++++ Data for processing ++++
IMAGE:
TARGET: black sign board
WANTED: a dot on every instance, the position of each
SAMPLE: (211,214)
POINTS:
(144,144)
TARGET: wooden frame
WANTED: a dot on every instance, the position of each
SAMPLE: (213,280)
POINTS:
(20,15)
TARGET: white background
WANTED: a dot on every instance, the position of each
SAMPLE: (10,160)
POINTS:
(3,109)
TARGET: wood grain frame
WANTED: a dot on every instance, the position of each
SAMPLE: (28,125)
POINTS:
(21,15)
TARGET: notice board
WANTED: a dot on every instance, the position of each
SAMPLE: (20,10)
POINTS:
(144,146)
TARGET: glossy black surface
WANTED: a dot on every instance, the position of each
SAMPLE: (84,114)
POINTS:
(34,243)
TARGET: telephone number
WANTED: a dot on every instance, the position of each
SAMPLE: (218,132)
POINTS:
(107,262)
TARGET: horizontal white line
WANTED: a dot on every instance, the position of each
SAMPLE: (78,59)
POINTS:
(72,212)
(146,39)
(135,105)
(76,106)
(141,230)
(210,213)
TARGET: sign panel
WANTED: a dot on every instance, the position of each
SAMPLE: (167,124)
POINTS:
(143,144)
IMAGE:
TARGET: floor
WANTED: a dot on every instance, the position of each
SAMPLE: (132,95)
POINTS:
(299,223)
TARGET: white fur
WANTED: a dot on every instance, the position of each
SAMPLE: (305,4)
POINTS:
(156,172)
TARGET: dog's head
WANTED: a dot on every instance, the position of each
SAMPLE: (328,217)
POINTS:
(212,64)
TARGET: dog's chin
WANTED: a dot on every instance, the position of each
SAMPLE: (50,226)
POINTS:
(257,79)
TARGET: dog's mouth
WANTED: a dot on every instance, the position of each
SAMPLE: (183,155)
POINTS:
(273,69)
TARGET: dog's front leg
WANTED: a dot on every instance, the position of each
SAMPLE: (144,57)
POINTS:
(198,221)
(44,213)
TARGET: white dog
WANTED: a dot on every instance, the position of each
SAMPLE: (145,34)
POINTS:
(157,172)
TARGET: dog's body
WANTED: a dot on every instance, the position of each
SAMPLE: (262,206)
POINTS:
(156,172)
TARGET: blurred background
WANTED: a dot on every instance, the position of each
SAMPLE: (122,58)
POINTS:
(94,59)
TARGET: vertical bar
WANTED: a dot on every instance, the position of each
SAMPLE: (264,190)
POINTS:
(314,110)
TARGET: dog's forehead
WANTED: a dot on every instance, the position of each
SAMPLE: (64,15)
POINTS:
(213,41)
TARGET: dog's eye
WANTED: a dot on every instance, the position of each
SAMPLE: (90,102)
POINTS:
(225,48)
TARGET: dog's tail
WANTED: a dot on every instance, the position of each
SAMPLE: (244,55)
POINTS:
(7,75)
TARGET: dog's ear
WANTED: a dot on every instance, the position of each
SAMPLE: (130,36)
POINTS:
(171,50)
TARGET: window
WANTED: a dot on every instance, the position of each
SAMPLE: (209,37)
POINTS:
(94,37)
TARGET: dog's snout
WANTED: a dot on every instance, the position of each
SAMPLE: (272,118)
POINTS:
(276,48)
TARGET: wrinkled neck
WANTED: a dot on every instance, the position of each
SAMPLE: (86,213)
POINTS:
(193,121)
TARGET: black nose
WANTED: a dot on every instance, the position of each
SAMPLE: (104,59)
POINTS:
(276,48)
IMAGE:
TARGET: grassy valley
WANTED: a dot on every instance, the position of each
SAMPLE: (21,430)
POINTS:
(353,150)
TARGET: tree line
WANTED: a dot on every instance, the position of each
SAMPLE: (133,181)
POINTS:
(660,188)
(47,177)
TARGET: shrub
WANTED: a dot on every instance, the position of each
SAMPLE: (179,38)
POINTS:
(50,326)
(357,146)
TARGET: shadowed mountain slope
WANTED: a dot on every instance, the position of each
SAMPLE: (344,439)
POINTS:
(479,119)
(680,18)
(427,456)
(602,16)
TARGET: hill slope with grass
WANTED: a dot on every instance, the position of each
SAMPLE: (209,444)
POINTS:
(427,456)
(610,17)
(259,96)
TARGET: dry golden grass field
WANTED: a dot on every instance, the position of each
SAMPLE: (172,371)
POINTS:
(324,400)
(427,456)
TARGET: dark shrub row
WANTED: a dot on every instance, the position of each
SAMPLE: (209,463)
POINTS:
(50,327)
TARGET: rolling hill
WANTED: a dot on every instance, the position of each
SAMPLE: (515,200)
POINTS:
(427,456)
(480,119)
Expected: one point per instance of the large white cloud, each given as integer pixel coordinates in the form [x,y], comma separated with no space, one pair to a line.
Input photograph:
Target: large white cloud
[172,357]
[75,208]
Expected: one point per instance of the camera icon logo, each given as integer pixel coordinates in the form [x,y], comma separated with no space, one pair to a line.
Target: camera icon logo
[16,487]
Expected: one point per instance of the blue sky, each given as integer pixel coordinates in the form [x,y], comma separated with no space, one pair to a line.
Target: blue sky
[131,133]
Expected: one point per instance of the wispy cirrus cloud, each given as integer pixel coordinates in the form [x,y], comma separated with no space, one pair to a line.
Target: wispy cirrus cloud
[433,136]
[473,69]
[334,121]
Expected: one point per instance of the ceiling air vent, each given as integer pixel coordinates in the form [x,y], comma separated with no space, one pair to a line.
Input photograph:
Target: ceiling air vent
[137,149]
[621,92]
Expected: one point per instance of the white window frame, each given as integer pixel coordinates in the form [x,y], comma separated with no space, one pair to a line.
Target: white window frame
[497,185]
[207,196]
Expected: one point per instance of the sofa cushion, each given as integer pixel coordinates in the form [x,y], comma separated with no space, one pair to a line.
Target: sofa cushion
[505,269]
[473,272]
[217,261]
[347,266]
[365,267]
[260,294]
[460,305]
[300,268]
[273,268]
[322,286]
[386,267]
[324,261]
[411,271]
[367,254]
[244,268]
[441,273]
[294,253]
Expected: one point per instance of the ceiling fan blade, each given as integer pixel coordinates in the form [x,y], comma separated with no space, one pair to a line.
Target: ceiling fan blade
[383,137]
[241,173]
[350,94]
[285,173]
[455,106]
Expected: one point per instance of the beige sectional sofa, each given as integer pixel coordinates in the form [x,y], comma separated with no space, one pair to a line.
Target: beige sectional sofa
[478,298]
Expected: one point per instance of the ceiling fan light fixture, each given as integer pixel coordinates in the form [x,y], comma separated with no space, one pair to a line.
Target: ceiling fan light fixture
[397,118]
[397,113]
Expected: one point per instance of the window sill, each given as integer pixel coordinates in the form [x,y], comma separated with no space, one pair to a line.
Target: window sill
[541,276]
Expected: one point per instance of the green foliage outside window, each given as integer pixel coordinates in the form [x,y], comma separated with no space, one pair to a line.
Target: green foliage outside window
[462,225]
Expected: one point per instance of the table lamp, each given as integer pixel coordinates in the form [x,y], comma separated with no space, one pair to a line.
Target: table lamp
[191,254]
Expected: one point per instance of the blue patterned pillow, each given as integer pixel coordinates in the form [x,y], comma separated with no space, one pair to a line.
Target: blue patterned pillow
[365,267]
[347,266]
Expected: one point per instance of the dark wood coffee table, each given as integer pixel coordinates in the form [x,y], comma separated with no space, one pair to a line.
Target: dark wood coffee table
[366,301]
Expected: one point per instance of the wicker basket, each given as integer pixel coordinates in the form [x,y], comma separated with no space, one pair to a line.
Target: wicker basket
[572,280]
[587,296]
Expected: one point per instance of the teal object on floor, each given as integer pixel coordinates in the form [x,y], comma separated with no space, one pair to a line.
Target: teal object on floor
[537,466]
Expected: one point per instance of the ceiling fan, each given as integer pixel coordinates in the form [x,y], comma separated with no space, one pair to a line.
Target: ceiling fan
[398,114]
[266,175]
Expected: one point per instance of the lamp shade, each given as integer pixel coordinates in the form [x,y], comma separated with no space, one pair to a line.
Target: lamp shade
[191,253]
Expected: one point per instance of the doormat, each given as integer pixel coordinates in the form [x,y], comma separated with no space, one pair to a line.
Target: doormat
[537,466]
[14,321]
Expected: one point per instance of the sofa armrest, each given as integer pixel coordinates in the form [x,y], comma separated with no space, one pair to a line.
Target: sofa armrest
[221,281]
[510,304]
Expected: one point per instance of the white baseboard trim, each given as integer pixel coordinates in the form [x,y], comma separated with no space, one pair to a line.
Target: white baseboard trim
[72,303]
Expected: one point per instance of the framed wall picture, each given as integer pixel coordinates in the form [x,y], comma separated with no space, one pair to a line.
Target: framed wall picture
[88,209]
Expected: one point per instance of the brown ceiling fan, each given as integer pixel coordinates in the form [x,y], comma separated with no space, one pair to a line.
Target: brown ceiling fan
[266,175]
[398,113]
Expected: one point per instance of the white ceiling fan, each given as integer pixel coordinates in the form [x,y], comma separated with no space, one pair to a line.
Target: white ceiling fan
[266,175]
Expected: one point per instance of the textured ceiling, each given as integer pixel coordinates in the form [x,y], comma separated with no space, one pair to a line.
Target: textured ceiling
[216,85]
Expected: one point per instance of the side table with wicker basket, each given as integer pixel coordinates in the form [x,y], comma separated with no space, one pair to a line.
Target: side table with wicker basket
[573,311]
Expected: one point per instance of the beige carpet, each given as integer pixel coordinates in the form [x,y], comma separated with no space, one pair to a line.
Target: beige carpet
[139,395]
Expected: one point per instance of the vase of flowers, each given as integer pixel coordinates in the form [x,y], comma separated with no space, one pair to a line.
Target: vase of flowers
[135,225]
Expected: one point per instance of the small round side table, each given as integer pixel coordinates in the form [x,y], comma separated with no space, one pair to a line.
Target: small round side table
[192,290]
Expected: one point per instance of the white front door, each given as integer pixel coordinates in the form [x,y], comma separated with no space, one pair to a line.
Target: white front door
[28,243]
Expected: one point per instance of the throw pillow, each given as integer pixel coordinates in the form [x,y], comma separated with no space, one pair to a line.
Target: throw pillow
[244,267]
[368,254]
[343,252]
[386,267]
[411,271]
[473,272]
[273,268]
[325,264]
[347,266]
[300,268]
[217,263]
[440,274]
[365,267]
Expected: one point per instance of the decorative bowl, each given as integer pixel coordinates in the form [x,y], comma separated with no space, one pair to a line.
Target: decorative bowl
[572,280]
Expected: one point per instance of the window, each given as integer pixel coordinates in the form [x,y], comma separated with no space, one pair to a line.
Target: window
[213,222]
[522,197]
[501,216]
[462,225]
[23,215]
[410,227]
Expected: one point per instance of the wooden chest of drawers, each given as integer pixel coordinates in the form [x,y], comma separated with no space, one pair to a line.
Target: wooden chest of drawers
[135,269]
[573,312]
++++
Directions
Extract each line from the entries above that contains the string "slope".

Output below
TARGET: shadowed mountain slope
TARGET: hill slope with grass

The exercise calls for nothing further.